Selection:

See Hannover Ruckversicherungs-AG v. Ryu, FA 102724
(Nat. Arb. Forum Jan. 7, 2002) (finding <hannoverre.com> to be identical
to HANNOVER RE, “as spaces are impermissible in domain names and a generic
top-level domain such as ‘.com’ or ‘.net’ is required in domain names”); see
also Wembley Nat’l Stadium Ltd. v.
Thomson, D2000-1233 (WIPO Nov. 16, 2000) (finding that the domain name
<wembleystadium.net> is identical to the WEMBLEY STADIUM mark).
The Panel finds
that Policy ¶ 4(a)(i) has been satisfied.
Respondent has
failed to submit a Response; therefore, the Panel may accept all reasonable
allegations and inferences in the Complaint as true. See Vertical Solutions Mgmt., Inc. v. webnet-marketing, inc.,
FA 95095 (Nat. Arb. Forum July 31, 2000) (holding that Respondent’s failure to
respond allows all reasonable inferences of fact in the allegations of
Complainant to be deemed true); see also Charles Jourdan Holding AG v. AAIM, D2000-0403 (WIPO June 27,
2000) (finding it appropriate for the Panel to draw adverse inferences from
Respondent’s failure to reply to the Complaint).
Due to
Respondent’s failure to contest the allegations of the Complaint, the Panel
presumes that Respondent lacks rights and legitimate interests in the <wwwstatefarminsurance.com>
domain name. See Parfums Christian Dior v. QTR Corp.,
D2000-0023 (WIPO Mar. 9, 2000) (finding that by not submitting a Response,
Respondent has failed to invoke any circumstance which could demonstrate any
rights or legitimate interests in the domain name); see also Pavillion Agency, Inc. v. Greenhouse Agency
Ltd., D2000-1221 (WIPO Dec. 4, 2000) (finding that Respondents’ failure to
respond can be construed as an admission that they have no legitimate interest
in the domain names).

Data block:
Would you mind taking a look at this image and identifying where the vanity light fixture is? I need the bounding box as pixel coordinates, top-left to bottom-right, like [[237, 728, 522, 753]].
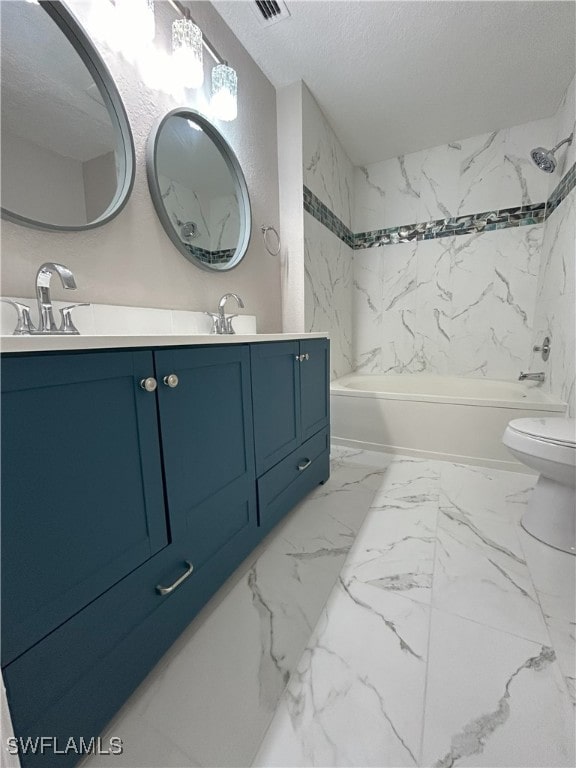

What you have to do:
Answer these about the domain dispute ruling:
1. Which domain name was found identical to the WEMBLEY STADIUM mark?
2. Which part of the Policy does the Panel find has been satisfied?
3. For which domain name does the Panel presume the Respondent lacks rights and legitimate interests?

Response below:
1. <wembleystadium.net>
2. Policy ¶ 4(a)(i)
3. <wwwstatefarminsurance.com>